= Written task =
Copy out the entries below, switching every "toilet" to "commode" and leaving everything else as it is.
═════ Input for this task ═════
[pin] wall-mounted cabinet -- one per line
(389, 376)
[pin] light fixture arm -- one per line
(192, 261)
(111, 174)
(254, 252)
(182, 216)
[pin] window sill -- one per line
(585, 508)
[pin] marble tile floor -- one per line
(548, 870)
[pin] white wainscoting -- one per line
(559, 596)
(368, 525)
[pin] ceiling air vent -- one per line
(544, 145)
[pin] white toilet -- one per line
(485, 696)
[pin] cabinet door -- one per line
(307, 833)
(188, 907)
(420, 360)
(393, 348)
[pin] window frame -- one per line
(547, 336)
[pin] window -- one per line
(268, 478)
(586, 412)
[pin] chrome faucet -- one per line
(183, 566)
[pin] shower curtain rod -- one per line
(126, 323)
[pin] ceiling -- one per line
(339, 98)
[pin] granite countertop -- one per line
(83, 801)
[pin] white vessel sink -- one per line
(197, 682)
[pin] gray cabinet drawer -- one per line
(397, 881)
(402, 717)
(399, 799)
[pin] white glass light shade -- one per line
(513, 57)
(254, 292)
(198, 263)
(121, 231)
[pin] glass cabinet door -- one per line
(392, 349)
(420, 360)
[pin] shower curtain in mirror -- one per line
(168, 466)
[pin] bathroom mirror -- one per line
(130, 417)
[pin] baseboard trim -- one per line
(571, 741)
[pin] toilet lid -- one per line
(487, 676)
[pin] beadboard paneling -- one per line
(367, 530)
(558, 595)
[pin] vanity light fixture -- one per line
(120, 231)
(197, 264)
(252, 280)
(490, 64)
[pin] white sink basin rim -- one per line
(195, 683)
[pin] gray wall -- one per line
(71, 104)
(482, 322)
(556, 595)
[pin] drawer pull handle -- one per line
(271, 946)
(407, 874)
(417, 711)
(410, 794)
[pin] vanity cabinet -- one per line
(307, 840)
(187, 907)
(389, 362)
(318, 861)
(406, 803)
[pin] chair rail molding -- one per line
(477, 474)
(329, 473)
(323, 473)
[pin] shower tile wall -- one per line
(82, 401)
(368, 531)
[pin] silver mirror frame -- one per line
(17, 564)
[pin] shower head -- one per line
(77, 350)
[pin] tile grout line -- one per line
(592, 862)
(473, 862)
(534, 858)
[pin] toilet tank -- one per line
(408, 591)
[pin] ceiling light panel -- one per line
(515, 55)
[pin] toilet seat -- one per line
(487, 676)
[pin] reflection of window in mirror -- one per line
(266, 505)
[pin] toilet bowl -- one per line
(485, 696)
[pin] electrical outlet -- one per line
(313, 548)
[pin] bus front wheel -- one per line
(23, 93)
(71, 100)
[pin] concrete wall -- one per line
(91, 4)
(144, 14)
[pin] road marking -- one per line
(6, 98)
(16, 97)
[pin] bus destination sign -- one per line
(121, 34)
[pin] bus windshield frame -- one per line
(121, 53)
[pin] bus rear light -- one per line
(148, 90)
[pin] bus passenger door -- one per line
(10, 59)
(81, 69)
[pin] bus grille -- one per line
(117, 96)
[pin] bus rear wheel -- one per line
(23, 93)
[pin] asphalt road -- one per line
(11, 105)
═════
= Task result =
[pin] wall-mounted cabinet -- one per line
(389, 376)
[pin] light fixture arm -- one per line
(192, 261)
(111, 174)
(254, 252)
(182, 216)
[pin] window sill -- one per line
(585, 508)
[pin] marble tile floor -- one per line
(548, 870)
[pin] white wainscoting -- one per line
(559, 596)
(368, 525)
[pin] ceiling air vent -- one per line
(544, 145)
[pin] white commode -- one per line
(485, 696)
[pin] cabinet door -- one per line
(307, 833)
(188, 907)
(420, 360)
(393, 348)
[pin] window frame -- one per line
(547, 336)
[pin] window -- one per line
(268, 478)
(586, 412)
[pin] chrome faucet -- one per line
(183, 566)
[pin] shower curtain rod -- one per line
(126, 323)
[pin] ceiling -- one per line
(339, 98)
[pin] granite countertop -- one per line
(83, 801)
[pin] white vessel sink -- one per line
(197, 682)
[pin] gray cabinet drawer -- one per line
(397, 881)
(402, 717)
(399, 799)
[pin] white glass light shade -- one per line
(513, 57)
(254, 292)
(198, 263)
(121, 231)
[pin] glass cabinet door -- one per line
(392, 349)
(420, 360)
[pin] shower curtain in mirror -- one per line
(168, 466)
[pin] bathroom mirror -- one per line
(130, 417)
[pin] baseboard trim -- one per line
(571, 741)
[pin] commode lid -- one per line
(487, 676)
[pin] beadboard paneling -- one per line
(367, 530)
(558, 595)
[pin] vanity light fixture -- one per line
(120, 231)
(197, 264)
(252, 280)
(490, 64)
[pin] white sink basin rim -- one per line
(195, 683)
[pin] gray wall -- one per line
(71, 104)
(482, 322)
(556, 595)
[pin] drawer pull handle -- one per line
(271, 946)
(407, 874)
(417, 711)
(410, 794)
[pin] vanity cabinet -- one per line
(307, 840)
(187, 907)
(389, 362)
(318, 861)
(406, 803)
[pin] chair rail molding -- one per line
(477, 474)
(329, 473)
(323, 473)
[pin] shower tile wall -- one per line
(82, 401)
(368, 531)
[pin] silver mirror frame -- one per line
(17, 564)
[pin] shower head -- one per line
(77, 350)
[pin] tile grout line -- one per line
(592, 862)
(473, 862)
(534, 858)
[pin] commode tank -- one per line
(408, 591)
[pin] ceiling light panel -- one per line
(515, 55)
[pin] commode seat -- one per line
(487, 676)
[pin] reflection of window in mirror -- one per line
(266, 505)
[pin] commode bowl -- one per line
(485, 696)
[pin] electrical outlet -- one per line
(313, 548)
[pin] bus front wheel -- one per line
(23, 93)
(71, 100)
[pin] concrete wall -- one per line
(91, 4)
(144, 14)
[pin] road marking -- one per line
(6, 98)
(16, 97)
[pin] bus destination sign -- one per line
(121, 34)
[pin] bus windshield frame -- one per line
(121, 53)
[pin] bus rear light -- one per line
(148, 90)
[pin] bus passenger door -- one per line
(10, 59)
(81, 69)
[pin] bus grille -- one per line
(117, 96)
[pin] bus rear wheel -- one per line
(23, 93)
[pin] asphalt road -- one per line
(11, 105)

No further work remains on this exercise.